Dépression post fermeture et rebond

Au-delà du confinement, l’accompagnement et le soutien psychologique des entrepreneurs tout au long du cycle de vie de leur projet mais surtout lors d’une crise ou d’un dépôt de bilan sont des enjeux cruciaux. Et ne s’arrête pas à la fermeture de l’entreprise. La période post-fermeture peut être terrible pour un entrepreneur qui perd revenu et raison d’être.  

Organisations qui travaillent sur ces sujets

Dans le podcast, Olivier Torres souligne le rôle prépondérant des corps intermédiaires et des collectivités locales dans l’accompagnement des entrepreneurs. Les chambres de commerces (les CCI) constituent le 1er relais vers les artisans et travailleurs non salariés. Le réseau des CCI constitue un maillage de 125 établissements publics nationaux, régionaux et locaux. En parcourant le site des CCI, on se rend compte de l’ampleur des moyens (plus de 3 milliards d’euros de budget) et de la portée du réseau (plusieurs centaines de milliers d’entrepreneurs qui bénéficient du soutien des CCI).

======

▸ Consigne:
Prolongez le texte ci-dessus sur l'accompagnement des entrepreneurs après la fermeture de leur entreprise, en reprenant après sa dernière phrase.

(Éléments du jeu de données)
======

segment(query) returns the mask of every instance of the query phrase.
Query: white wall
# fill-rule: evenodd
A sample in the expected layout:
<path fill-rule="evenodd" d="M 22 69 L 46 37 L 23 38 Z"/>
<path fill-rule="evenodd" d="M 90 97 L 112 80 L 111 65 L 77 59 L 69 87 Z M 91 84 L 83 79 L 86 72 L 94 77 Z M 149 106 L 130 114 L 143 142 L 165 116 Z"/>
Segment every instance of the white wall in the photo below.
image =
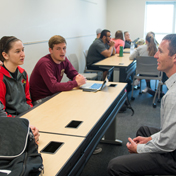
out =
<path fill-rule="evenodd" d="M 145 24 L 146 1 L 167 0 L 108 0 L 107 1 L 107 28 L 114 37 L 117 30 L 129 31 L 132 40 L 143 38 Z M 169 0 L 174 1 L 174 0 Z M 164 13 L 164 12 L 163 12 Z M 157 15 L 157 9 L 156 9 Z M 158 17 L 159 18 L 159 17 Z M 157 21 L 156 21 L 157 22 Z M 159 25 L 159 24 L 158 24 Z"/>
<path fill-rule="evenodd" d="M 25 44 L 28 74 L 36 62 L 48 54 L 48 40 L 62 35 L 67 55 L 76 53 L 80 72 L 84 68 L 83 50 L 88 49 L 97 28 L 106 26 L 106 0 L 0 0 L 0 36 L 14 35 Z"/>

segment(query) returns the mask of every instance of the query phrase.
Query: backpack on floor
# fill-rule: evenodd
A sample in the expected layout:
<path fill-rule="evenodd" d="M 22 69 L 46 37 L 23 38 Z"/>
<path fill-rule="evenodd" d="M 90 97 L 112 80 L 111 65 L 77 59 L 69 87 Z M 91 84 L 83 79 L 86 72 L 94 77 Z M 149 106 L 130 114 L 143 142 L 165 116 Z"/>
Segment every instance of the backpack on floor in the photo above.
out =
<path fill-rule="evenodd" d="M 0 176 L 39 176 L 43 160 L 23 118 L 0 117 Z"/>
<path fill-rule="evenodd" d="M 127 109 L 130 109 L 130 110 L 132 111 L 131 116 L 133 116 L 133 115 L 134 115 L 134 109 L 131 107 L 130 101 L 129 101 L 129 99 L 128 99 L 128 95 L 127 95 L 127 98 L 126 98 L 125 103 L 124 103 L 124 104 L 122 105 L 122 107 L 120 108 L 119 113 L 123 113 L 123 112 L 125 112 Z"/>

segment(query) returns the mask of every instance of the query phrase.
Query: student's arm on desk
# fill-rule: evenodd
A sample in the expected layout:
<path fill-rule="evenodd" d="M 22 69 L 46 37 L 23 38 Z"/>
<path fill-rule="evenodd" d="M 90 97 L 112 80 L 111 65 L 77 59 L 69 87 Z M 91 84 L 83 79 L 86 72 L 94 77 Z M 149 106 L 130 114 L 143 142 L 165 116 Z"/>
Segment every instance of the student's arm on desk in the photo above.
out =
<path fill-rule="evenodd" d="M 110 56 L 114 55 L 116 53 L 114 45 L 115 45 L 115 42 L 114 41 L 110 41 L 109 49 L 106 49 L 106 50 L 102 51 L 101 54 L 103 56 L 105 56 L 105 57 L 110 57 Z"/>
<path fill-rule="evenodd" d="M 137 49 L 134 49 L 134 51 L 130 54 L 129 59 L 134 60 L 137 56 L 139 56 L 139 52 Z"/>

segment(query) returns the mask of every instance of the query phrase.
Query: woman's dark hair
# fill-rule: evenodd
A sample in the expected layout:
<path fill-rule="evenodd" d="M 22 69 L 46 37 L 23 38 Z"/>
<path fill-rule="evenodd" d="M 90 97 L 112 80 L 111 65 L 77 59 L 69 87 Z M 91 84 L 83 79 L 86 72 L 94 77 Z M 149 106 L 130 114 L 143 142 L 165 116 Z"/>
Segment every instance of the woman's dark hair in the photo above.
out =
<path fill-rule="evenodd" d="M 155 53 L 157 52 L 157 44 L 156 44 L 156 40 L 153 32 L 147 33 L 146 41 L 148 42 L 147 50 L 148 50 L 149 56 L 154 56 Z"/>
<path fill-rule="evenodd" d="M 3 57 L 2 53 L 8 53 L 9 50 L 12 48 L 12 43 L 19 41 L 18 38 L 14 36 L 4 36 L 0 40 L 0 60 L 4 62 L 5 58 Z"/>
<path fill-rule="evenodd" d="M 173 56 L 174 54 L 176 54 L 176 34 L 168 34 L 162 40 L 169 41 L 169 55 Z"/>
<path fill-rule="evenodd" d="M 115 33 L 115 39 L 121 39 L 121 40 L 123 40 L 123 33 L 122 33 L 122 31 L 120 31 L 120 30 L 116 31 L 116 33 Z"/>
<path fill-rule="evenodd" d="M 104 29 L 103 31 L 101 31 L 101 35 L 100 35 L 100 38 L 102 39 L 103 36 L 107 36 L 107 33 L 110 32 L 109 30 L 107 29 Z"/>

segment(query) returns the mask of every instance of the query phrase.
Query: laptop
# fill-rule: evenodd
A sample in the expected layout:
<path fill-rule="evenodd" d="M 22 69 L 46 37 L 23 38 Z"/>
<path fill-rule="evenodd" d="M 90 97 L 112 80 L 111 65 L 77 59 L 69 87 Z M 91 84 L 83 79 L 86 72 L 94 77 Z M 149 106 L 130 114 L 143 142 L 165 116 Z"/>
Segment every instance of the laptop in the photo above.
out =
<path fill-rule="evenodd" d="M 86 84 L 82 85 L 80 88 L 83 89 L 83 91 L 87 91 L 87 92 L 97 92 L 97 91 L 102 90 L 106 86 L 106 84 L 108 83 L 108 81 L 112 75 L 113 70 L 114 70 L 114 67 L 112 67 L 108 70 L 103 83 L 87 82 Z"/>

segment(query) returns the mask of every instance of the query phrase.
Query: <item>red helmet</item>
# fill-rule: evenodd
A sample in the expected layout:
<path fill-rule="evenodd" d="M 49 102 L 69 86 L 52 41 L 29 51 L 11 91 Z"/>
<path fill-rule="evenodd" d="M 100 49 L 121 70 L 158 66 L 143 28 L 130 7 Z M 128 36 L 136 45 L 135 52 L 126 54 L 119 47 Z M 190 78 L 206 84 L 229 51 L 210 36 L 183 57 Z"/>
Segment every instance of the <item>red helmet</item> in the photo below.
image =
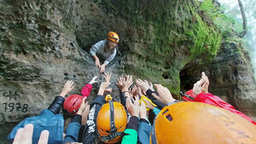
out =
<path fill-rule="evenodd" d="M 196 95 L 193 93 L 193 89 L 190 89 L 185 93 L 183 96 L 183 101 L 193 101 Z"/>
<path fill-rule="evenodd" d="M 75 114 L 79 111 L 83 97 L 79 95 L 69 95 L 64 101 L 63 109 L 69 114 Z"/>

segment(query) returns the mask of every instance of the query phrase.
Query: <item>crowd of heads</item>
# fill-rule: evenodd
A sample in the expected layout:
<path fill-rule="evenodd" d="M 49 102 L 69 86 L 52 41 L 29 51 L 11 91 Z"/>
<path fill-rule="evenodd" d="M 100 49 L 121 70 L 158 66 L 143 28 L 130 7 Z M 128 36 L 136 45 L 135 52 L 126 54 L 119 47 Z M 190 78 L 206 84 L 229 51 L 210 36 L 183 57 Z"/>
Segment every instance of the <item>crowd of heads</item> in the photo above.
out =
<path fill-rule="evenodd" d="M 181 119 L 183 119 L 183 121 L 177 123 L 178 124 L 183 124 L 183 122 L 187 123 L 188 118 L 196 119 L 195 118 L 186 118 L 187 119 L 184 118 L 183 116 L 189 117 L 189 115 L 184 114 L 186 112 L 185 107 L 186 107 L 187 104 L 177 104 L 181 102 L 173 98 L 170 90 L 166 87 L 159 84 L 153 84 L 151 82 L 142 80 L 140 78 L 134 79 L 131 75 L 119 76 L 116 80 L 115 84 L 119 89 L 121 101 L 114 101 L 112 98 L 113 95 L 111 95 L 112 89 L 109 88 L 109 85 L 111 84 L 111 75 L 112 73 L 110 72 L 105 72 L 103 74 L 105 81 L 101 83 L 97 96 L 96 98 L 99 99 L 99 95 L 104 97 L 104 104 L 101 105 L 101 108 L 98 112 L 96 112 L 95 116 L 96 116 L 97 118 L 94 120 L 96 125 L 94 128 L 96 131 L 95 134 L 96 135 L 96 138 L 99 139 L 101 141 L 104 143 L 116 143 L 121 141 L 122 143 L 137 143 L 137 141 L 139 141 L 140 143 L 170 143 L 170 141 L 166 141 L 170 140 L 170 137 L 168 138 L 168 135 L 170 134 L 171 138 L 173 139 L 173 135 L 176 133 L 175 131 L 180 130 L 180 129 L 175 130 L 176 128 L 173 127 L 173 124 L 171 124 L 172 121 L 173 121 L 173 118 L 181 118 Z M 97 83 L 96 78 L 97 77 L 94 77 L 89 84 L 93 84 L 95 83 Z M 193 89 L 182 95 L 183 96 L 183 98 L 184 101 L 192 101 L 199 95 L 207 95 L 209 93 L 208 86 L 209 79 L 207 76 L 206 76 L 205 72 L 202 72 L 201 78 L 194 84 Z M 95 103 L 96 104 L 96 102 L 92 103 L 90 106 L 86 101 L 86 97 L 88 95 L 83 96 L 81 95 L 71 95 L 67 97 L 66 95 L 69 94 L 73 89 L 73 88 L 74 83 L 69 80 L 65 84 L 63 89 L 60 94 L 61 96 L 66 98 L 65 101 L 63 102 L 63 112 L 69 114 L 70 116 L 80 115 L 81 125 L 90 124 L 90 123 L 93 123 L 93 119 L 90 119 L 90 113 L 95 112 L 95 109 L 93 110 L 93 112 L 91 111 L 92 107 Z M 173 109 L 176 108 L 174 106 L 179 107 L 177 109 L 183 109 L 182 107 L 183 107 L 183 109 L 181 110 L 182 113 L 178 113 L 178 112 L 172 112 L 172 107 Z M 208 106 L 194 105 L 194 103 L 192 102 L 191 106 L 189 105 L 189 107 L 191 107 L 193 112 L 196 112 L 198 111 L 196 109 L 207 107 Z M 212 107 L 210 107 L 210 109 Z M 216 108 L 214 108 L 215 107 L 213 107 L 212 111 L 214 111 L 215 112 L 219 112 L 223 115 L 225 115 L 225 112 L 223 112 L 222 110 L 215 110 Z M 199 112 L 205 112 L 205 111 L 198 111 L 198 113 Z M 180 117 L 176 116 L 177 114 L 179 114 Z M 200 114 L 201 113 L 197 114 L 198 118 L 201 116 Z M 150 118 L 153 119 L 152 121 L 148 120 L 149 115 L 151 116 Z M 208 118 L 210 118 L 212 117 L 215 117 L 212 114 L 208 115 Z M 206 114 L 206 117 L 207 116 L 207 114 Z M 189 115 L 189 117 L 193 116 Z M 230 117 L 229 113 L 225 117 L 230 118 L 229 119 L 230 121 L 236 118 L 235 116 Z M 207 119 L 207 118 L 205 118 Z M 139 122 L 134 122 L 134 119 L 140 120 Z M 145 127 L 141 128 L 139 124 L 143 122 L 144 122 L 144 124 L 147 124 L 149 129 Z M 177 124 L 177 122 L 172 123 Z M 189 123 L 194 124 L 193 122 Z M 242 124 L 246 123 L 247 122 L 242 121 Z M 247 124 L 246 124 L 245 125 Z M 250 125 L 250 123 L 248 124 L 248 125 Z M 176 126 L 178 127 L 178 125 Z M 15 144 L 34 143 L 32 142 L 33 127 L 33 124 L 26 124 L 23 128 L 19 129 L 16 132 L 16 135 L 13 142 Z M 90 130 L 90 129 L 88 129 L 88 130 Z M 142 130 L 142 129 L 144 131 L 148 130 L 148 135 L 142 136 L 141 135 L 143 134 L 141 134 L 139 132 L 140 130 Z M 212 127 L 209 127 L 209 130 L 211 129 Z M 137 135 L 132 135 L 132 134 L 127 132 L 127 130 L 135 130 L 135 133 Z M 127 131 L 125 132 L 125 130 Z M 77 131 L 76 133 L 79 133 L 79 131 Z M 212 133 L 209 132 L 209 135 L 211 134 Z M 51 131 L 41 131 L 41 134 L 38 138 L 38 143 L 48 143 L 48 141 L 49 141 L 49 135 L 51 135 Z M 160 136 L 160 135 L 166 135 Z M 136 142 L 133 142 L 129 136 L 135 137 Z M 65 134 L 63 133 L 63 143 L 65 141 Z M 211 141 L 212 139 L 208 138 L 208 140 Z M 173 141 L 175 141 L 174 139 Z M 79 142 L 79 140 L 77 140 L 77 141 L 65 142 L 77 143 Z"/>

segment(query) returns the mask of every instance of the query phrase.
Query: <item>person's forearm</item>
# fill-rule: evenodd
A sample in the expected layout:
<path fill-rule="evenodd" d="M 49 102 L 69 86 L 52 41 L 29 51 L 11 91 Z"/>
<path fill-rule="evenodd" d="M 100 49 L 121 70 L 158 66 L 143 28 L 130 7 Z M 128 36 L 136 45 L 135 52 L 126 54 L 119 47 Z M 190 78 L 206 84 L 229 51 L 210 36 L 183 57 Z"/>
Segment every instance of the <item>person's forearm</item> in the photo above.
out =
<path fill-rule="evenodd" d="M 99 91 L 98 91 L 98 95 L 103 95 L 104 91 L 105 91 L 105 89 L 100 88 L 100 89 L 99 89 Z"/>
<path fill-rule="evenodd" d="M 107 66 L 106 63 L 103 63 L 103 64 L 102 65 L 102 66 L 104 66 L 104 67 L 106 67 L 106 66 Z"/>
<path fill-rule="evenodd" d="M 65 96 L 67 95 L 67 93 L 66 91 L 61 91 L 61 93 L 59 95 L 60 96 L 62 96 L 63 98 L 65 98 Z"/>
<path fill-rule="evenodd" d="M 99 58 L 96 55 L 92 55 L 95 60 L 99 60 Z"/>

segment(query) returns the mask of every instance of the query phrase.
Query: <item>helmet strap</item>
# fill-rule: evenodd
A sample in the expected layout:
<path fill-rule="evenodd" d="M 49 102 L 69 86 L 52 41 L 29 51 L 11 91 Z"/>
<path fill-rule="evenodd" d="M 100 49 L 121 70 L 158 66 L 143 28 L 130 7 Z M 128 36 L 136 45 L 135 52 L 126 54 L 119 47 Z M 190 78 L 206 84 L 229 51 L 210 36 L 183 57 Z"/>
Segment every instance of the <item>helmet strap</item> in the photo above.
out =
<path fill-rule="evenodd" d="M 151 130 L 151 143 L 152 144 L 157 144 L 154 127 L 155 127 L 155 125 L 154 123 L 154 124 L 152 126 L 152 130 Z"/>
<path fill-rule="evenodd" d="M 110 107 L 110 134 L 108 135 L 101 136 L 102 141 L 108 141 L 123 135 L 123 132 L 117 131 L 117 129 L 114 125 L 113 103 L 112 101 L 108 101 L 108 103 Z"/>

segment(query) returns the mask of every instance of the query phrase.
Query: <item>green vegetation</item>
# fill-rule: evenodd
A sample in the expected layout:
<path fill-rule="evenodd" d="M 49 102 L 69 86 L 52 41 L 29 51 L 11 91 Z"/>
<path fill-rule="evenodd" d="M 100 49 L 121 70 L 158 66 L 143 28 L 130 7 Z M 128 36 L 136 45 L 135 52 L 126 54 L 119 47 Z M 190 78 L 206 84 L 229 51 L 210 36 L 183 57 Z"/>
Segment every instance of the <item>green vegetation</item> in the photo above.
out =
<path fill-rule="evenodd" d="M 127 56 L 126 72 L 162 84 L 174 95 L 180 90 L 179 72 L 185 64 L 198 57 L 211 60 L 219 49 L 222 36 L 212 19 L 200 14 L 199 3 L 179 0 L 102 3 L 107 6 L 103 9 L 118 14 L 139 30 L 134 32 L 140 37 L 133 36 L 137 44 Z"/>

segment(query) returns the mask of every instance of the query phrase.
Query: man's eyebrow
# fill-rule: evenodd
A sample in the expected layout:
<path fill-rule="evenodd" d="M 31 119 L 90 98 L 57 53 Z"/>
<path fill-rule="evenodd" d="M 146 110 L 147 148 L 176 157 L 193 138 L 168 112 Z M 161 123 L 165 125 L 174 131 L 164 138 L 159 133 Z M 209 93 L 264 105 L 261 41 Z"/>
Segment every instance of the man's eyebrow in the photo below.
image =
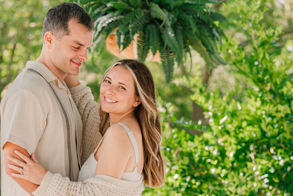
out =
<path fill-rule="evenodd" d="M 78 44 L 78 45 L 79 45 L 79 46 L 84 46 L 84 45 L 82 44 L 82 43 L 80 43 L 78 41 L 73 41 L 73 43 L 75 43 L 75 44 Z M 93 44 L 92 44 L 89 47 L 88 47 L 90 48 L 91 46 L 92 46 L 92 45 Z"/>
<path fill-rule="evenodd" d="M 78 41 L 74 41 L 72 42 L 73 42 L 73 43 L 75 43 L 76 44 L 77 44 L 81 46 L 84 46 L 84 44 L 82 44 L 82 43 L 80 43 Z"/>

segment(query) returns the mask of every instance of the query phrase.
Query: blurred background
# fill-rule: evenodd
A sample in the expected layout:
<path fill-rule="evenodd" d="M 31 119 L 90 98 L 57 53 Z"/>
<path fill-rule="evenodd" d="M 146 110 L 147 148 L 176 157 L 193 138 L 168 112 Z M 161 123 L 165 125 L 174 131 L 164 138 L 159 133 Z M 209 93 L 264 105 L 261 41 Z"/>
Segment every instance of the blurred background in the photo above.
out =
<path fill-rule="evenodd" d="M 44 18 L 64 1 L 0 0 L 1 98 L 38 56 Z M 207 66 L 191 48 L 185 71 L 175 63 L 167 82 L 161 61 L 145 62 L 170 162 L 165 186 L 146 187 L 143 195 L 293 195 L 293 1 L 207 6 L 226 19 L 214 23 L 224 35 L 216 46 L 225 64 Z M 101 47 L 92 48 L 79 76 L 96 100 L 104 71 L 120 59 Z"/>

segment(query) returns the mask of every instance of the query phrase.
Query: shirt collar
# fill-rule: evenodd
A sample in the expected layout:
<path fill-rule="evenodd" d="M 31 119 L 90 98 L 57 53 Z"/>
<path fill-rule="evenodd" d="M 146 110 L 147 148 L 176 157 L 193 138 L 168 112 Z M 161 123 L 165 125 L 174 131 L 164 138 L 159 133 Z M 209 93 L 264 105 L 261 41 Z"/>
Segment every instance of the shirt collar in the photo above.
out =
<path fill-rule="evenodd" d="M 67 89 L 64 81 L 63 81 L 63 83 L 62 83 L 56 76 L 43 63 L 34 61 L 29 61 L 26 62 L 25 67 L 23 70 L 28 69 L 32 69 L 38 72 L 45 78 L 48 82 L 55 81 L 54 81 L 58 84 L 59 88 L 65 88 L 67 90 Z"/>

======

▸ Réponse finale:
Le Portail du Rebond est né de l’association de plusieurs organisations (SOS Entrepreneur, Recréer, Apesa France, Second Souffle, 60 000 Rebonds et AMAROK) dont l’objectif commun est d’assister les entrepreneurs à rebondir pendant ou après avoir connu des difficultés, ont décidé d’unir leurs efforts dans le respect de leurs originalités, en créant un Groupement d’Intérêt 

  • SOS Entrepreneur offre un soutien et une aide psychologique aux chefs d’entreprise en très grande difficulté (avant faillite). Beaucoup des entrepreneurs souffrent de stress extrême et/ou de dépression pendant ou après un dépôt de bilan et se retrouvent complètement seuls. 
  • RE-CREER est une association, née en 1999, composée de dirigeants d’entreprise qui ont rebondi après avoir connu des difficultés et d’anciens dirigeants, dont le but est de partager des expériences et d’offrir un soutien pour aider les entrepeneurs en situation d’échec à surmonter des difficultés, pour se re-créer personnellement et pour rebondir 
  • 60,000 rebonds aide les entrepreneurs qui ont liquidé leur entreprise à sortir de l’isolement et les accompagne vers un rebond professionnel. Ils ont accompagné +1000 entrepreneurs accompagnés depuis 2012.
  • Second souffle accompagne les entrepreneurs en difficulté. L’association est née après la fermeture de l’entreprise de son fondateur et regroupe plus de 300 bénévoles, experts et coachs pour aider les entrepreneurs à rebondir.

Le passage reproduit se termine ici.